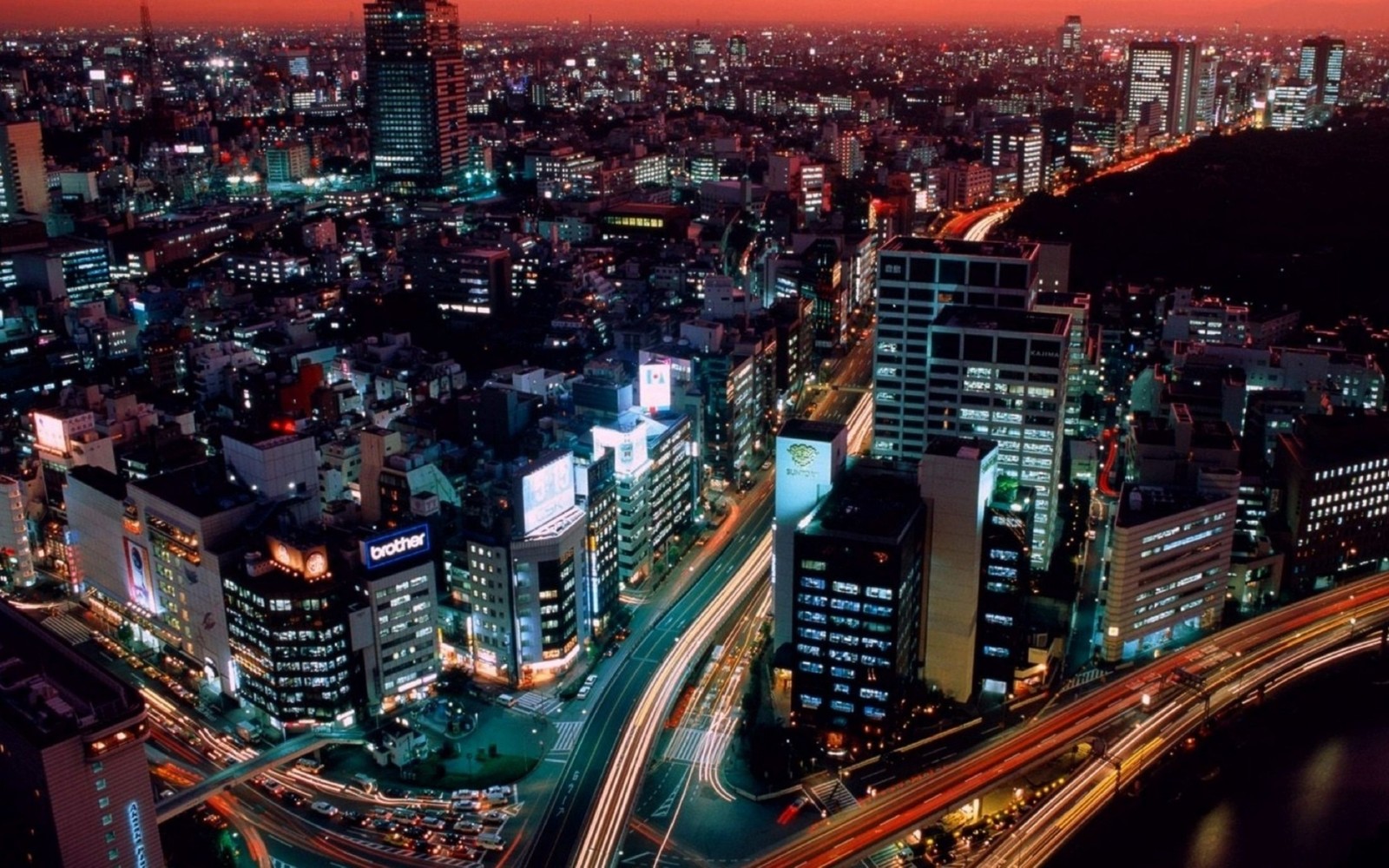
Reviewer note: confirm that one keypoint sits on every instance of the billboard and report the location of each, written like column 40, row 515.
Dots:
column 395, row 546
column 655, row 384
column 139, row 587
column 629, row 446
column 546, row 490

- - - - -

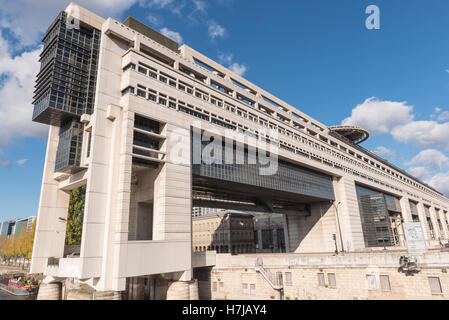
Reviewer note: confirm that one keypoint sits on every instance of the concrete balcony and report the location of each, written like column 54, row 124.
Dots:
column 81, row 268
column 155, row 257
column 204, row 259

- - - - -

**TO BE DONE**
Please rewrite the lines that begin at the one containing "40, row 515." and stop after the one containing "column 546, row 490", replacing "billboard" with "sign" and keeping everything else the same. Give only those lines.

**SOLUTION TO THIS EXERCISE**
Reviewer note: confirm that one keypoint sits on every instance of the sign and report the location of each, written like column 40, row 515.
Dots:
column 395, row 546
column 655, row 384
column 139, row 587
column 629, row 446
column 546, row 490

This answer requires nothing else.